** Text passage **
The first time you create, a budget life feels so good. You can see all of your income and expenses laid out right in front of you. Hypothetical savings are encouraging and projected debt payments seem to lift a weight off of your shoulders.
Then, life happens. Your budget doesn’t exactly line up all of the time and random expenses begin to creep into the picture. Here’s a quick breakdown of why, as a young adult, you should always have a rainy day fund ready to help you address unexpected financial challenges when they arise.
The Importance of a Rainy Day Fund
Housing, food, clothing, school, there are plenty of predictable expenses in life. When foreseeable, even the bigger costs can be planned for in advance, either through savings, taking out a loan that can be easily paid off, or a combination of the two.
Nevertheless, for every rent payment or trip to the grocery store, there’s going to be some unforeseen reason to pull out your wallet, as well. These “unexpected expenses” can cost anywhere from a few bucks to thousands of dollars.
Regardless of the size of the expense, it’s always good to be prepared to pay for the unknown costs of life. Otherwise, you’ll need to borrow funds, which means you’ll end up paying more money in the form of interest before all is said and done.
That’s where a rainy day fund comes into play. Also called an emergency fund or short-term savings, a rainy day fund typically consists of a savings account that is specifically reserved for unexpected events and is ideally big enough to cover at least three months of your expenses — although many financial experts recommend six or even nine months.

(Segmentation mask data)
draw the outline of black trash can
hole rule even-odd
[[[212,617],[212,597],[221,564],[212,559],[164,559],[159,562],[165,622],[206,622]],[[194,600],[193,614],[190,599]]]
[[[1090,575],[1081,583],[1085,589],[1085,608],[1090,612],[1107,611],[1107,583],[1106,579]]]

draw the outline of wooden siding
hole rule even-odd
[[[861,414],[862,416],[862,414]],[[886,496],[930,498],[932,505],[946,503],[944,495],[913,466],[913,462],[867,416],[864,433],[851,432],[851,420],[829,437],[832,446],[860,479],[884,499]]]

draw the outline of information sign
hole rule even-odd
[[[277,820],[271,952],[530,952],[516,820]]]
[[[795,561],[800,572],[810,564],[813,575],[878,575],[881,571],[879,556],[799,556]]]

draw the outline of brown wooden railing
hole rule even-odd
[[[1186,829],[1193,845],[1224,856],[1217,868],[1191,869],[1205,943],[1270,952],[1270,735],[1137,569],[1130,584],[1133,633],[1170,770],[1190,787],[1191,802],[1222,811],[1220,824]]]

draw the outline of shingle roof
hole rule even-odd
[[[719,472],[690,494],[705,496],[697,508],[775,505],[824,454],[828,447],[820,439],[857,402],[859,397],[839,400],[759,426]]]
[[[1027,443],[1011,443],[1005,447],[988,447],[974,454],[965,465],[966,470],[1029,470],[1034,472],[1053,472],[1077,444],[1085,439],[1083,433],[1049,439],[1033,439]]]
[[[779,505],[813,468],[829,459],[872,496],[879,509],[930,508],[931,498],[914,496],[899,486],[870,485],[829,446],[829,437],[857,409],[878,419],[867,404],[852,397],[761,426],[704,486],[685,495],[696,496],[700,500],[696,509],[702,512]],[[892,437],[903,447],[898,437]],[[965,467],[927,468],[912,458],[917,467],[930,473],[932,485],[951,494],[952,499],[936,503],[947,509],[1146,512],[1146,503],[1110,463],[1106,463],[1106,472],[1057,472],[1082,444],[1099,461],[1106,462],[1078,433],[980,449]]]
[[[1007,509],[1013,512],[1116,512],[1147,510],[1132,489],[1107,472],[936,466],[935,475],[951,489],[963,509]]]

** Required work **
Swap "budget" for "spending plan" in the passage on rainy day funds, and write out the stretch from "The first time" through "of the two." with that change. These items come from a separate source.

** Reply to the exercise **
The first time you create, a spending plan life feels so good. You can see all of your income and expenses laid out right in front of you. Hypothetical savings are encouraging and projected debt payments seem to lift a weight off of your shoulders.
Then, life happens. Your spending plan doesn’t exactly line up all of the time and random expenses begin to creep into the picture. Here’s a quick breakdown of why, as a young adult, you should always have a rainy day fund ready to help you address unexpected financial challenges when they arise.
The Importance of a Rainy Day Fund
Housing, food, clothing, school, there are plenty of predictable expenses in life. When foreseeable, even the bigger costs can be planned for in advance, either through savings, taking out a loan that can be easily paid off, or a combination of the two.